Segment Start: Stored data

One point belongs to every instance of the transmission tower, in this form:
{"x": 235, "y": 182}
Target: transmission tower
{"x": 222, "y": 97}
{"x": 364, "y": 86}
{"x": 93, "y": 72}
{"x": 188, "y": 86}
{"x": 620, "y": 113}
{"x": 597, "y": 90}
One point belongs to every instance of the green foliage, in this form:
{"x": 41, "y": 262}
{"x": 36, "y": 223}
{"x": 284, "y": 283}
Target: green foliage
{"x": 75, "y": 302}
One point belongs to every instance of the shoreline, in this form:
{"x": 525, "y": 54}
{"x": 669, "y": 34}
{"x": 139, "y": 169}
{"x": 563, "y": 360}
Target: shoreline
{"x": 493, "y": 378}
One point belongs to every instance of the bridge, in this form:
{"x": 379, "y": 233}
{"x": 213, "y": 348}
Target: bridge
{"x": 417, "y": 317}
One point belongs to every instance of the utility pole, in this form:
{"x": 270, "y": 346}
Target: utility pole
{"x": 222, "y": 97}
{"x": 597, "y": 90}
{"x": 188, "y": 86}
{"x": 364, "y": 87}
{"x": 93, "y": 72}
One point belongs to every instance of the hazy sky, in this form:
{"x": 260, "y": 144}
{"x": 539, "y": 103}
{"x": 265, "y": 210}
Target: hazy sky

Segment End: Stored data

# [Task objective]
Where a line above includes "point", copy that line.

# [Output of the exercise]
One point belongs to every instance of the transmission tower, in this form:
One point belongs to every instance of the green foliage, in this form:
One point belongs to every instance of the shoreline, in this form:
One point belongs to every instance of the bridge, in this form:
One point belongs to every instance of the utility pole, in this form:
One point belongs to every instance of the hazy sky, in this form:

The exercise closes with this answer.